Alongside the McLaren-Honda MP4-30 and new NSX, you could be forgiven for thinking that a mere hot hatch might be left quivering in the shadows.

But revealed alongside those big-hitters at the Geneva motor show, it’s distinctly possible that the production-ready, 306bhp Civic Type-R could turn out to be the most compelling part of Honda’s three-pronged high-speed reversal out of mediocrity.

Why? Well, a senior Honda source reckons that its £29,995 price tag could translate into putting one these on your driveway for less than £300 per month. That’s seriously tempting, not least because the Civic Type-R is the fastest and most potent front-drive hatch ever. Top speed is 167mph, and it’ll do 0-62mph in 5.7 seconds.

Another juicy stat? Honda has announced a 7m50.63s lap of the Nurburgring, set way back in May 2014. The impatience must have been killing them - that’s more than quick enough to dethrone the significantly more track-biased Renault Megane Trophy-R as fastest front-driver at the Green Hell.

We ask project leader Hisayuki Yagi if this had been a priority during development. “Of course”, he tells, “but that wasn’t the only priority. It would have been an easy task to just be the quickest on the Nordschleife. But that was not the only target we had. We had to think about daily usability, fuel consumption, all those kind of things”.

We also press to see if the car that stopped the clock at sub-8min was entirely standard. “It was a development car; at that time we didn’t have a production car. We applied a roll cage to the car to maintain safety for our test driver. It was mounted so that it would have no effect on the body rigidity; we were curious too and wanted to know what potential the production car had.

“It was important to maintain stock condition. The weight increase of the roll cage was balanced by taking out the rear seats and the air conditioning. The rest is identical to the mass production car, from suspension and tyres to engine specification. In theory you should be able to exactly reproduce that lap time.”

Yagi-San admits there is much more potential in the car if his team were to take the Renaultsport approach of stripping components to create an ultra version, but this isn’t in the current plan. Should the French - or another challenger (*cough*, Ford) - go faster still, we certainly wouldn’t bet against Honda axing the luxuries to regain honours.

As standard, though, it looks the absolute business. The hallowed Type-R badge is affixed to a body of wild aerodynamic effectiveness, the rear spoiler now heavily reprofiled compared to last year’s concept iteration, the rear diffuser even deeper, all set off by quad exhausts.

At the front, there’s a redesigned bumper, a large splitter, swollen wheelarches, and new intakes slashed into the front wings. Yes, it’s as subtle as being slammed in the face with a giant frying pan, but at least it proves that Honda’s heart is still beating hard and fast. It also suggests that the Type-R’s VTEC lump generates a lot of heat. sampled that new 2.0-litre direct injection turbo engine in a pre-prod car - now confirmed at 306bhp and red-lined at 7000rpm - and did not find it wanting. There is 295lb ft from 2500rpm, so this is a new kind of groove from a company that was for so long addicted to a high-revving VTEC buzz. But S2000-owning Yagi-San insists the free-revving character is present and correct. “This is not a turbo engine with VTEC; it is a VTEC engine with a turbo attached”.

§ **GIVEN MATERIAL**:
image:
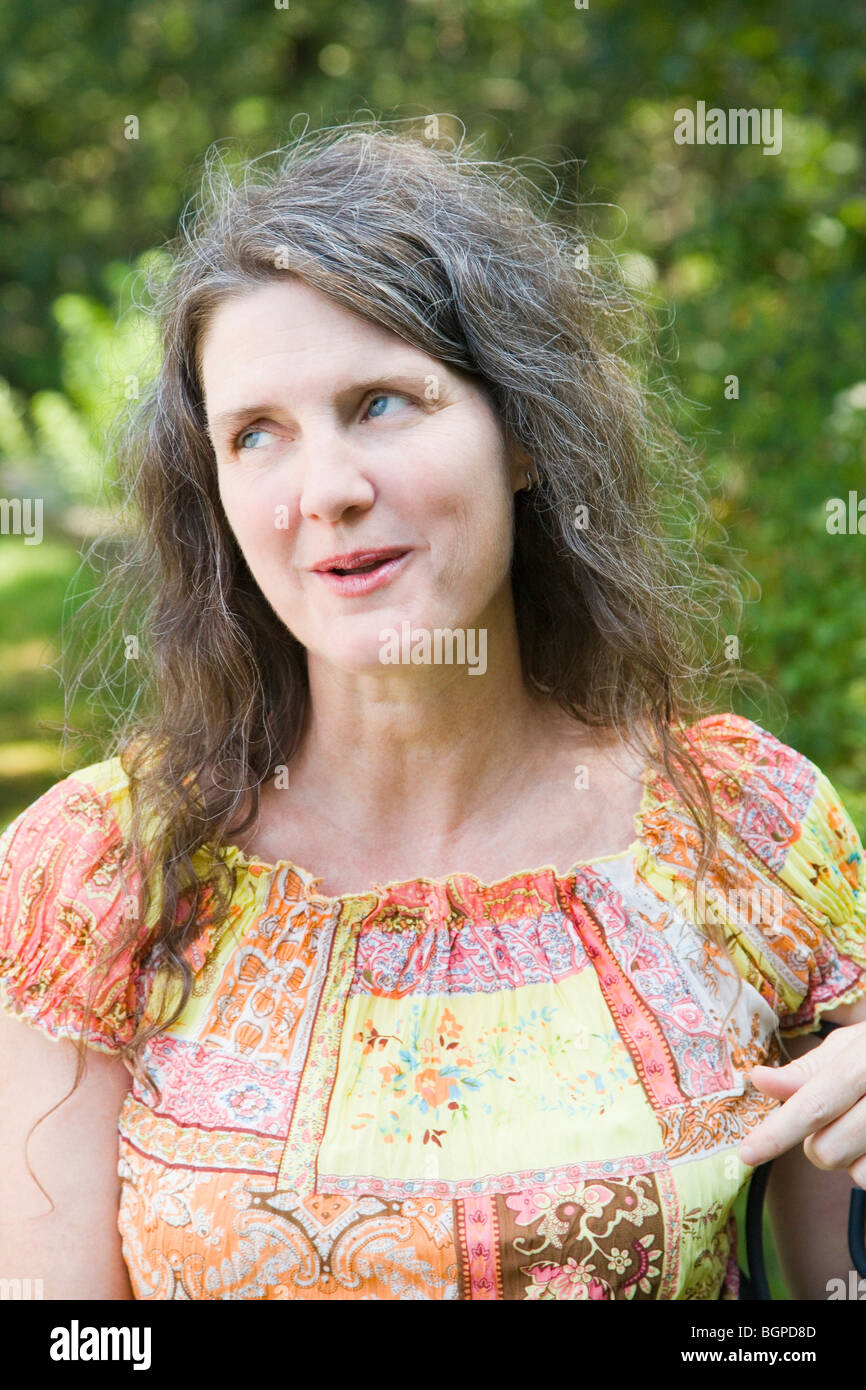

§ **EXERCISE DIRECTIONS**: Continue the article on the Honda Civic Type-R after its final sentence. The data above plays no part here.

§ **TASK RESULT**:
All this goodness would still evaporate in a cloud of tyre smoke if the suspension wasn’t beefed up accordingly: the Civic remains, don’t forget, defiantly front-wheel drive. Honda’s answer is called the ‘Dual Axis Strut’, which adds an additional steering knuckle to the standard McPherson strut front end, the aim being to quell the unruly torque steer that 300bhp-plus through the front wheels traditionally heralds.
The Civic’s unpromising torsion beam rear has been tuned too, to increase rigidity. There are also adaptive dampers on each corner, and a mechanical limited-slip differential.

Should you find a B-road that hasn’t actually been decimated by a chilly winter and council penury, you can turn the Type-R into a Type-R +R, this harder driving mode plumping up the torque map, increasing steering resistance, and beefing up the dampers. The tyres are bespoke 235/35R 19s, hiding a Brembo braking system whose drilled front discs are 350mm in diameter.

The cabin is equally uncompromising, with a machined alloy gear lever knob joining the dots to classic Type-R models like the epic late-Nineties Integra, and suede-effect, high-backed seats. Five exterior colours are available, none of which do much to mute the Civic’s brilliantly outré exterior design.

The Type-R arrives this summer. The UK sales target is 1200 a year, making it a punchy brand builder as opposed to a ruthless profit driver. We ask Yagi-San if it could lead to more Honda sports cars. A Toyota GT86 rival, perhaps?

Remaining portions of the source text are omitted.